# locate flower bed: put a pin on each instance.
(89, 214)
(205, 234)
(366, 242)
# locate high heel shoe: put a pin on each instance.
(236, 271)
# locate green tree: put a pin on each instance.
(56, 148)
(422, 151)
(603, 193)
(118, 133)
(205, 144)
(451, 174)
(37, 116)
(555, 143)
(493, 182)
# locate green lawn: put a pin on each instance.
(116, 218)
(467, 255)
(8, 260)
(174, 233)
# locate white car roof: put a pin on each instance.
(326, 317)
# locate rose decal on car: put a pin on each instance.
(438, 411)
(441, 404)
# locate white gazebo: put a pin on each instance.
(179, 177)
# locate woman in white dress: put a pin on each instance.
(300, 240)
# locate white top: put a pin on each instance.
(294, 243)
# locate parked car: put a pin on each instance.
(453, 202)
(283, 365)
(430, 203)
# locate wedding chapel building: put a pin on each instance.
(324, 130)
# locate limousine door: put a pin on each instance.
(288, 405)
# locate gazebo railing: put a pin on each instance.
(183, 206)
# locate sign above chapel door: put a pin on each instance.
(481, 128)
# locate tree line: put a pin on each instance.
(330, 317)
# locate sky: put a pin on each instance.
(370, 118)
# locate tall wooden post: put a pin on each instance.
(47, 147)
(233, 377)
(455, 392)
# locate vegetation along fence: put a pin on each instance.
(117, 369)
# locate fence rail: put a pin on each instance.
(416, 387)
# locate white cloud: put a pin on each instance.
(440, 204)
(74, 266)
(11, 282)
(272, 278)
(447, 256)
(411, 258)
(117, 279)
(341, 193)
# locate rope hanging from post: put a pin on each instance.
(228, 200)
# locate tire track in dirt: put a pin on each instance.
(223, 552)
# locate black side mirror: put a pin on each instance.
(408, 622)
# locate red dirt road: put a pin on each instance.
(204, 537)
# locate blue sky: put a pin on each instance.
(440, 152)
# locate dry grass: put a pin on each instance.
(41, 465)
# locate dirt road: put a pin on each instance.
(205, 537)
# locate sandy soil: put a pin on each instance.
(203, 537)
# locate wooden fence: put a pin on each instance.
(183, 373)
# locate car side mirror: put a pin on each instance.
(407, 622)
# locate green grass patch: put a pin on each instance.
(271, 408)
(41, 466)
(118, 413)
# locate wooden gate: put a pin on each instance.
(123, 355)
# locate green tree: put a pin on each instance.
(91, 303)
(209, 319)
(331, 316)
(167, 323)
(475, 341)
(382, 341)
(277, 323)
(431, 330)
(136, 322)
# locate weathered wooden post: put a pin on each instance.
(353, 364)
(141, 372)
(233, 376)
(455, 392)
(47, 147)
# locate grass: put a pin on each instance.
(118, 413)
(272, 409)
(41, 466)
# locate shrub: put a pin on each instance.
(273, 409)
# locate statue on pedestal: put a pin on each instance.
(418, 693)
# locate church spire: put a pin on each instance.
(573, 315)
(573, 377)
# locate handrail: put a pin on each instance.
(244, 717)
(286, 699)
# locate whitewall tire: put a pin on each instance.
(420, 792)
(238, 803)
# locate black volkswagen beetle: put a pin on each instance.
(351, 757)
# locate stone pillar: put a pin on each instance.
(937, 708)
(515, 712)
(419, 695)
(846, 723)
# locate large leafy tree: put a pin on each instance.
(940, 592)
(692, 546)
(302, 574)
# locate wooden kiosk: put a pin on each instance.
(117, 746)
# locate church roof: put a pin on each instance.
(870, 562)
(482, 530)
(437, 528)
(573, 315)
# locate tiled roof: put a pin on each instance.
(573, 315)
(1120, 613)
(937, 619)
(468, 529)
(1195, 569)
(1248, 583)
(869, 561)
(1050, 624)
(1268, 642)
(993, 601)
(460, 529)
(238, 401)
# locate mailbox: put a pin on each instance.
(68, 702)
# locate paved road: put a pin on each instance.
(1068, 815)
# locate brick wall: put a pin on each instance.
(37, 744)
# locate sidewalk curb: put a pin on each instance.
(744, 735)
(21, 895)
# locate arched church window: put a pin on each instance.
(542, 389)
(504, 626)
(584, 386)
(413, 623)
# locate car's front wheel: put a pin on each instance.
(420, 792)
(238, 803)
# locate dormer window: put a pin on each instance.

# [EXERCISE GOAL]
From the listing above, extract every line exactly as it stands.

# [EXPECTED ANSWER]
# locate flower bed: put a pin on each instance.
(89, 214)
(205, 234)
(366, 242)
# locate high heel shoe: put a pin on each instance.
(236, 271)
# locate green tree: put a pin on each instance.
(56, 148)
(422, 151)
(603, 193)
(118, 133)
(205, 144)
(451, 174)
(37, 116)
(555, 143)
(493, 182)
# locate green lawn: put a pin on each instance.
(116, 218)
(467, 255)
(8, 260)
(174, 233)
# locate white car roof: put a pin on each instance.
(326, 317)
# locate rose decal on car: put a pin on each instance.
(438, 411)
(441, 404)
# locate white gazebo: put a pin on each instance.
(179, 177)
# locate woman in white dress: put a pin on each instance.
(300, 240)
# locate white top: put a pin on each instance.
(294, 243)
# locate parked car: put a pin on each instance.
(453, 202)
(283, 365)
(430, 203)
# locate wedding chapel building: put a pin on each instance.
(324, 130)
# locate limousine door: put a pin on each instance.
(288, 405)
# locate gazebo railing: put a pin on each instance.
(183, 206)
# locate sign above chapel door: put a pin on each instance.
(481, 128)
# locate tree line: put a pin on each instance.
(330, 317)
# locate sky: put a pin on each instance.
(370, 118)
# locate tall wooden post: put a pin on each instance.
(47, 147)
(233, 377)
(455, 392)
# locate vegetation along fence: put a pin on each instance.
(117, 369)
# locate fence rail: put a pin on each instance.
(416, 387)
# locate white cloud: put a pin on each instance.
(440, 204)
(74, 266)
(11, 282)
(272, 278)
(447, 256)
(411, 258)
(117, 279)
(341, 193)
# locate rope hanging from post: put a pin on each instance.
(228, 200)
# locate tire track in dirt: put a pin on each instance.
(223, 552)
# locate black side mirror: put a pin on each instance.
(408, 622)
# locate red dirt road: put a pin on each instance.
(204, 537)
# locate blue sky: put a pin on each instance.
(440, 152)
# locate dry grass: put a pin on each instance.
(41, 465)
# locate dirt road: put a pin on each instance.
(205, 537)
# locate sandy soil: put a pin on each instance.
(203, 537)
# locate wooden fence: put a pin on each instance.
(183, 373)
# locate car side mirror: put a pin on each instance.
(407, 622)
# locate green grass patch: put a pin on each instance.
(271, 408)
(41, 466)
(118, 413)
# locate wooden gate: put a pin on each instance.
(123, 355)
# locate green tree: put a pin on each instance.
(91, 303)
(209, 319)
(331, 316)
(167, 323)
(475, 341)
(382, 341)
(277, 323)
(431, 330)
(136, 322)
# locate weathered wooden post: put a pin on each instance.
(353, 364)
(141, 372)
(233, 376)
(455, 392)
(47, 147)
# locate grass: put a pin on each instance.
(118, 413)
(272, 409)
(41, 466)
# locate shrub: put a pin on each instance.
(273, 409)
# locate statue on pedestal: put a pin on each instance.
(418, 693)
# locate church spire: put a pin on each instance.
(573, 315)
(573, 377)
# locate handrail: put a pin on each instance.
(244, 717)
(286, 699)
# locate whitewall tire: put a pin on each instance.
(420, 792)
(238, 803)
# locate black volkswagen beetle: put a pin on each instance.
(351, 757)
# locate stone pillar: put a pin on each instance.
(937, 708)
(515, 712)
(419, 695)
(846, 723)
# locate large leafy tree: put a pin on each instance.
(940, 592)
(692, 546)
(302, 574)
# locate wooden kiosk: put a pin on each instance.
(117, 746)
# locate church roof: put a pin on each instance.
(870, 562)
(482, 530)
(437, 528)
(573, 315)
# locate tiled roof: put a pin on each instance.
(573, 315)
(1120, 613)
(937, 619)
(468, 529)
(1195, 569)
(1248, 583)
(869, 561)
(1050, 624)
(1268, 642)
(993, 601)
(460, 529)
(238, 401)
# locate mailbox: put a pin on each instance.
(68, 702)
# locate paved road: put a pin on each instance.
(1068, 815)
# locate brick wall: put a pin on each instance.
(37, 744)
# locate sidewalk curb: put a pin on each instance.
(744, 735)
(21, 895)
# locate arched church window: put a pin on each instance.
(542, 389)
(504, 626)
(584, 386)
(413, 623)
# locate car's front wheel: put a pin on each instance.
(420, 792)
(238, 803)
# locate dormer window: put a pin on each instance.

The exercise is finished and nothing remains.